[[ Source records open ]]

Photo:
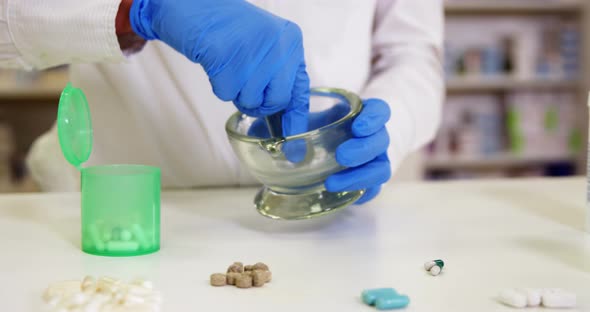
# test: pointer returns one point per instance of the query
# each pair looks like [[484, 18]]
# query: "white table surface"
[[491, 234]]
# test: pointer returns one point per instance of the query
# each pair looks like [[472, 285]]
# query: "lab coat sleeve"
[[407, 71], [46, 33]]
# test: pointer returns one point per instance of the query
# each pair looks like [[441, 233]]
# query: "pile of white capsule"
[[104, 294], [531, 297]]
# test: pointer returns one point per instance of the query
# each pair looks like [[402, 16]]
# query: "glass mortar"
[[294, 186]]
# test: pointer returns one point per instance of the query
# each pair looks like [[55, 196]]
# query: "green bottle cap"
[[74, 127]]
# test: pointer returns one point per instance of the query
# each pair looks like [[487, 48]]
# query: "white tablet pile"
[[529, 297], [102, 295]]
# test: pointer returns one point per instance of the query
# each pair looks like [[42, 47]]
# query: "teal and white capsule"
[[434, 266]]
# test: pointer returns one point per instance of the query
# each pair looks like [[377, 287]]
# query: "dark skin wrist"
[[122, 24], [128, 40]]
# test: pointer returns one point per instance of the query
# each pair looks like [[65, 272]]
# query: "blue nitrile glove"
[[251, 56], [365, 155]]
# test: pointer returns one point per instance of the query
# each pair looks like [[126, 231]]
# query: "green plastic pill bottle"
[[120, 203]]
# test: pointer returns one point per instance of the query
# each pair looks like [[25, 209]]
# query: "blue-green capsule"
[[370, 296], [390, 303]]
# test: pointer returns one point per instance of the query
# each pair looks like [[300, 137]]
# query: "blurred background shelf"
[[495, 84], [32, 86], [513, 7], [502, 161]]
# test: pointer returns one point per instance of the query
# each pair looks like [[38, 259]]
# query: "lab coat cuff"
[[64, 32]]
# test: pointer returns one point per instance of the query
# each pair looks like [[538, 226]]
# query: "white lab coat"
[[157, 108]]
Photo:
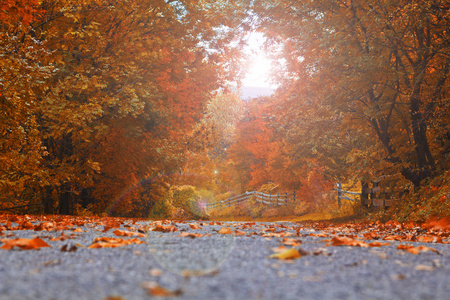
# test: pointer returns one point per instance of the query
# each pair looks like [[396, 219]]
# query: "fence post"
[[364, 194], [339, 189]]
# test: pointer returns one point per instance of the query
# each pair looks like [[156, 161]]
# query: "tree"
[[380, 66], [100, 71]]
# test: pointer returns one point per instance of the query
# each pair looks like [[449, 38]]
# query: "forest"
[[132, 108]]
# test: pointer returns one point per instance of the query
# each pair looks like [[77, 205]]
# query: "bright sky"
[[259, 65]]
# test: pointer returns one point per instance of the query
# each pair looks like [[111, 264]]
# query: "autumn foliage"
[[128, 108]]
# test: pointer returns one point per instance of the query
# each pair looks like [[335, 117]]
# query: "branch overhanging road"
[[221, 260]]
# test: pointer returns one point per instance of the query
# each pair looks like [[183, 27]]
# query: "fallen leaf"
[[24, 244], [127, 233], [190, 234], [346, 241], [155, 272], [288, 254], [429, 239], [67, 248], [194, 226], [378, 244], [416, 250], [153, 289], [279, 249], [291, 242], [225, 230], [107, 242], [168, 228], [423, 268]]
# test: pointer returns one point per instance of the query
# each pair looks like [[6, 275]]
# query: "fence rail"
[[374, 196], [267, 199]]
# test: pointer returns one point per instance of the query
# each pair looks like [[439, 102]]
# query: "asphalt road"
[[219, 266]]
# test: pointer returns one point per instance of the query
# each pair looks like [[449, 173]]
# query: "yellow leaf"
[[288, 254]]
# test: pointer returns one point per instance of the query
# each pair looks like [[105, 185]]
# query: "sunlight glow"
[[259, 65]]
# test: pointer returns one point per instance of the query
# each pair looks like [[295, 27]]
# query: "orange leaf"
[[378, 244], [429, 239], [345, 241], [190, 234], [127, 233], [24, 244], [194, 226], [291, 242], [155, 290], [416, 250], [225, 230], [168, 228], [288, 254]]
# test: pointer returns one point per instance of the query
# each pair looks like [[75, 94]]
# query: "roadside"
[[124, 259]]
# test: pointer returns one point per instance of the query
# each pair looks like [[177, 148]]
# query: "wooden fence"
[[369, 196], [373, 196], [268, 199]]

[[ Source records closed ]]

__Task directions__:
Output each record above word for word, leaving out images.

__Expected answer__:
Photo:
# test: pointer returns one point per instance of the query
# each pair looks like [[484, 18]]
# query: "white table surface"
[[491, 234]]
# test: pointer returns one point per instance of the query
# each pair looks like [[472, 285]]
# query: "lab coat sleeve"
[[407, 71], [46, 33]]
# test: pointer returns one point per instance of the query
# each pair looks like [[441, 233]]
# query: "pile of white capsule"
[[104, 294], [531, 297]]
# test: pointer returns one point per instance of the query
# each pair looks like [[402, 16]]
# query: "glass mortar"
[[294, 186]]
# test: pointer returns one point per instance of the query
# each pair looks like [[55, 196]]
# query: "green bottle cap"
[[74, 127]]
# test: pointer returns one point per instance of the query
# each pair looks like [[487, 48]]
# query: "white tablet pile"
[[529, 297], [102, 295]]
# test: pointer returns one point per instance of the query
# each pair looks like [[42, 47]]
# query: "teal and white capsule"
[[434, 266]]
# test: pointer returns one point per instance of the query
# each pair looks like [[377, 287]]
# query: "dark skin wrist"
[[122, 24], [128, 40]]
# test: pointer returns one point per instance of the query
# each pair looks like [[65, 272]]
# query: "blue nitrile glove"
[[251, 56], [365, 155]]
# test: pointer returns one point per instance of the query
# each pair looks like [[126, 231]]
# query: "green plastic pill bottle"
[[120, 203]]
# test: pointer returns one point per instance of the query
# each pair looks like [[25, 209]]
# query: "blue-green capsule"
[[370, 296], [390, 303]]
# test: pointer returns one point per instance of the query
# each pair looks like [[300, 137]]
# query: "blurred background shelf"
[[495, 84], [32, 86], [513, 7], [502, 161]]
# test: pointer returns one point per instance of the query
# each pair looks like [[38, 259]]
# query: "lab coat cuff"
[[64, 32]]
# test: pointer returns one point per instance of the query
# each pair looks like [[538, 226]]
# query: "white lab coat"
[[157, 108]]
Photo:
# test: pointer returns one point per instance of the query
# each pair looks like [[396, 219]]
# query: "fence post"
[[364, 194], [339, 189]]
# test: pointer returns one point per instance of the query
# each pair looks like [[156, 161]]
# query: "tree"
[[380, 66], [100, 71]]
# test: pointer returns one point per instance of the query
# each pair looks like [[449, 38]]
# query: "forest"
[[132, 108]]
# test: pointer returns one point per instance of the query
# each pair looks like [[77, 205]]
# query: "bright sky"
[[259, 65]]
# test: pointer returns one point per instance of the query
# each pair looks like [[111, 264]]
# query: "autumn foliage"
[[128, 108]]
# test: pointer returns one point per instance of the query
# each pair looks like [[335, 117]]
# query: "branch overhanging road"
[[221, 260]]
# test: pointer returns one point per instance of the query
# each pair looks like [[183, 27]]
# query: "fallen leaf"
[[24, 244], [127, 233], [190, 234], [346, 241], [155, 272], [288, 254], [429, 239], [67, 248], [194, 226], [378, 244], [416, 250], [153, 289], [279, 249], [291, 242], [225, 230], [107, 242], [168, 228], [423, 268]]
# test: pointer returns one point per instance of the query
# each pair looks like [[6, 275]]
# query: "fence rail"
[[374, 196], [267, 199]]
# test: pointer returns one point per instance of the query
# each pair looks like [[439, 102]]
# query: "asphalt road"
[[219, 266]]
# test: pointer returns one point per instance of the query
# each pair looks like [[449, 173]]
# query: "yellow leaf"
[[288, 254]]
# test: pointer returns one point per instance of the query
# each pair looks like [[105, 185]]
# query: "sunlight glow"
[[259, 65]]
# test: pointer returns one point per instance of the query
# each pair looks like [[295, 27]]
# query: "orange leaf"
[[378, 244], [429, 239], [345, 241], [190, 234], [127, 233], [24, 244], [194, 226], [291, 242], [155, 290], [416, 250], [225, 230], [168, 228], [288, 254]]
# test: pointer returns one point per instance of the query
# each pair looks like [[75, 94]]
# query: "roadside"
[[124, 259]]
# test: pointer returns one point per instance of the query
# each pair looks like [[177, 148]]
# query: "wooden fence"
[[369, 196], [373, 196], [268, 199]]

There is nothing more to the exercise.